[EXERCISE MATERIALS]
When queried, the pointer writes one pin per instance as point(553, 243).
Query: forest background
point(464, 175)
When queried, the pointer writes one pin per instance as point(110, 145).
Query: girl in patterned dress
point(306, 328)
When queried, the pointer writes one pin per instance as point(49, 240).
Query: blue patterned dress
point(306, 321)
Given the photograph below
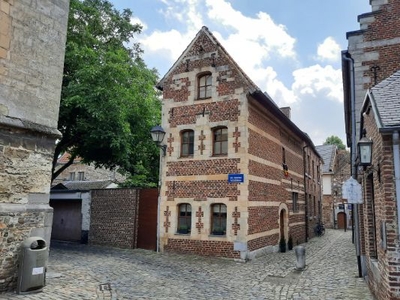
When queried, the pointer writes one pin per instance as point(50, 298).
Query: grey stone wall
point(32, 45)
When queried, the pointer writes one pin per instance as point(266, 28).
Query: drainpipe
point(346, 56)
point(396, 158)
point(305, 192)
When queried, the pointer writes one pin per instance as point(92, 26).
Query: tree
point(335, 140)
point(108, 100)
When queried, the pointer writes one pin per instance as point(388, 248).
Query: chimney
point(286, 111)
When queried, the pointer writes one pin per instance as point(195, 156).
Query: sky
point(290, 48)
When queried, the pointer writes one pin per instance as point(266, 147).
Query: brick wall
point(383, 282)
point(32, 42)
point(255, 142)
point(204, 248)
point(376, 44)
point(114, 217)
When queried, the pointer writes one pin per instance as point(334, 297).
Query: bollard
point(301, 257)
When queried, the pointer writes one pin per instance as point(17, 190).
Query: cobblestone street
point(87, 272)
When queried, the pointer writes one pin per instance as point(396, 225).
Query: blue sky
point(289, 48)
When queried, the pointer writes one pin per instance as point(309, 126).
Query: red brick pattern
point(199, 223)
point(204, 248)
point(262, 218)
point(167, 223)
point(235, 225)
point(203, 167)
point(202, 189)
point(219, 111)
point(258, 243)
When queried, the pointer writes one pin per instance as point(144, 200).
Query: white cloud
point(261, 31)
point(329, 50)
point(317, 81)
point(135, 21)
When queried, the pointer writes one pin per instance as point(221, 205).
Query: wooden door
point(341, 220)
point(67, 220)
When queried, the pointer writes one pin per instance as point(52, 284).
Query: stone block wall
point(32, 42)
point(114, 218)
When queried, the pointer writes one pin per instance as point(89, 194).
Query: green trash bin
point(32, 266)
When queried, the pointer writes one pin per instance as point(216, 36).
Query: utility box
point(32, 266)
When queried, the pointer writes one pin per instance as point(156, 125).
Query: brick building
point(335, 171)
point(238, 174)
point(32, 43)
point(381, 182)
point(79, 171)
point(370, 77)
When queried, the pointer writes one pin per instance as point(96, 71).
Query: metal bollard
point(301, 257)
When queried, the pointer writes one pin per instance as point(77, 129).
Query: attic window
point(204, 85)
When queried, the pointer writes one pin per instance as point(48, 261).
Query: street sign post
point(351, 190)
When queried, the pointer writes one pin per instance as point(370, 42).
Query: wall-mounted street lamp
point(157, 134)
point(364, 146)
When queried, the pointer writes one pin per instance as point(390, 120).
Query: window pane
point(208, 91)
point(224, 147)
point(202, 92)
point(185, 150)
point(223, 208)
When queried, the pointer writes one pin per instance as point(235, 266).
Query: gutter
point(347, 57)
point(305, 193)
point(396, 161)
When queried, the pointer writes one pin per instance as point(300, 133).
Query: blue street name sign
point(235, 177)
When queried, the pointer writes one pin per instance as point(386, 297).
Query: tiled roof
point(63, 159)
point(386, 96)
point(327, 153)
point(87, 185)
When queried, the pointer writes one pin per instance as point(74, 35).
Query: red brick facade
point(375, 50)
point(260, 140)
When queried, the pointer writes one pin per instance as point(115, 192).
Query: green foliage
point(108, 101)
point(335, 140)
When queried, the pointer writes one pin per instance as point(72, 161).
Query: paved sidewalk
point(88, 272)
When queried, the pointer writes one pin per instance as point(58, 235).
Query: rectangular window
point(205, 82)
point(81, 176)
point(185, 218)
point(295, 201)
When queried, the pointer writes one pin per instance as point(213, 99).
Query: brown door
point(147, 220)
point(67, 220)
point(341, 220)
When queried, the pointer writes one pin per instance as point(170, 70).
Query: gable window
point(187, 143)
point(295, 203)
point(220, 141)
point(204, 86)
point(218, 219)
point(184, 218)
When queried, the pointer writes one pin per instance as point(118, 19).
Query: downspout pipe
point(347, 57)
point(305, 192)
point(396, 161)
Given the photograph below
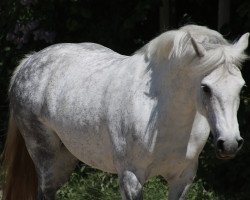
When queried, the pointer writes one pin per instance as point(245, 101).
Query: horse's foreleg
point(53, 162)
point(130, 186)
point(179, 186)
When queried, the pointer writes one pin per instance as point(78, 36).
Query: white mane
point(176, 44)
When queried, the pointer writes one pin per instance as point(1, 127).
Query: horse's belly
point(94, 149)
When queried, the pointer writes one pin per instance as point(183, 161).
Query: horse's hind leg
point(53, 162)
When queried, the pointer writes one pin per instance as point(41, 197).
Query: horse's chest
point(90, 147)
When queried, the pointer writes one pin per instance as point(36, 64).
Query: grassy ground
point(91, 184)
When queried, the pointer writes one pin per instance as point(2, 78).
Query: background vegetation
point(124, 26)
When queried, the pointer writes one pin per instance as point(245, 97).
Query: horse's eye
point(206, 89)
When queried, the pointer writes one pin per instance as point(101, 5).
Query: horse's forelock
point(177, 45)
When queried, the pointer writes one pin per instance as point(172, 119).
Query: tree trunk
point(223, 13)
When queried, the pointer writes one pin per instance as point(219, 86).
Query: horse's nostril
point(240, 143)
point(220, 145)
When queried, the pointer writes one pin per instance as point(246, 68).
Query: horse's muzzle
point(227, 149)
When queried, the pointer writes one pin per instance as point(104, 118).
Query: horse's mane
point(176, 44)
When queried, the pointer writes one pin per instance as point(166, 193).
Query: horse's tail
point(20, 179)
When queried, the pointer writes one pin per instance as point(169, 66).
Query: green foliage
point(30, 25)
point(90, 184)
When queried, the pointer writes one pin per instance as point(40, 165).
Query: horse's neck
point(176, 96)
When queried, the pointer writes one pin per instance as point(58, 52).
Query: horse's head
point(219, 97)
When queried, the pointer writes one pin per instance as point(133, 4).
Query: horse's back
point(56, 65)
point(67, 88)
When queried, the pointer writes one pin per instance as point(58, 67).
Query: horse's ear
point(198, 48)
point(242, 43)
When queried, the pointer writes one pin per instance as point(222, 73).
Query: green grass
point(90, 184)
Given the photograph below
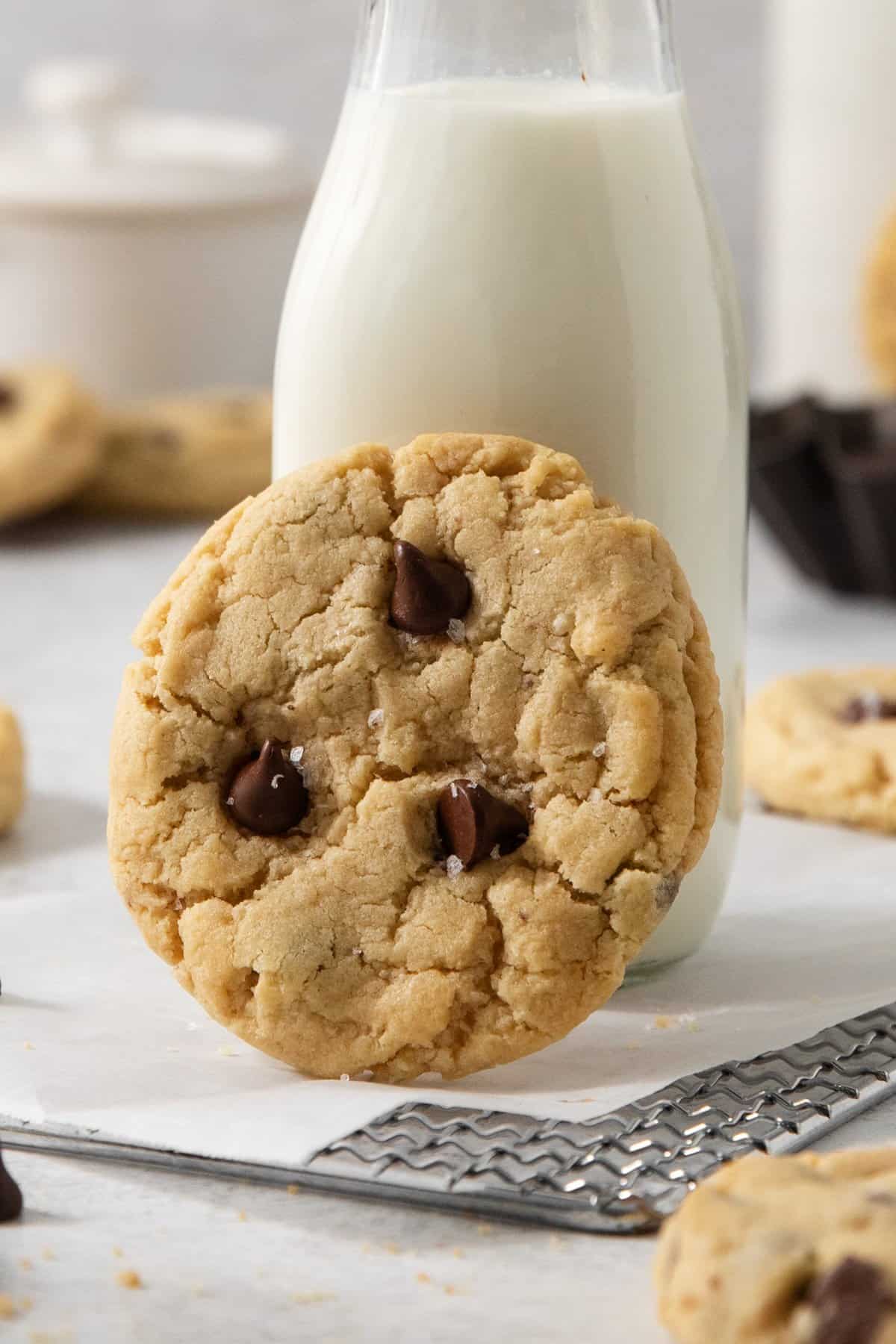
[/EXERCISE MATERIALS]
→ THE PROBLEM
In the records above, find the line with "as point(72, 161)."; write out exactly that line and each one after it, stopping after the line with "as point(118, 19).".

→ TASK RESULT
When queried, the pointer writes one pin per instance as point(72, 161).
Query: paved sidewalk
point(88, 272)
When queried, the pointer writes one pin per instance as point(58, 235).
Query: rectangular window
point(205, 82)
point(81, 176)
point(185, 218)
point(295, 201)
When queried, the pointer writes one pin per instance as point(213, 99).
Query: brown door
point(147, 220)
point(67, 220)
point(341, 220)
When queried, the pointer writes one pin per instance as point(170, 70).
Query: gable window
point(187, 143)
point(295, 203)
point(220, 141)
point(204, 86)
point(218, 219)
point(184, 218)
When queried, the pointer writes one pin per instance as point(118, 19).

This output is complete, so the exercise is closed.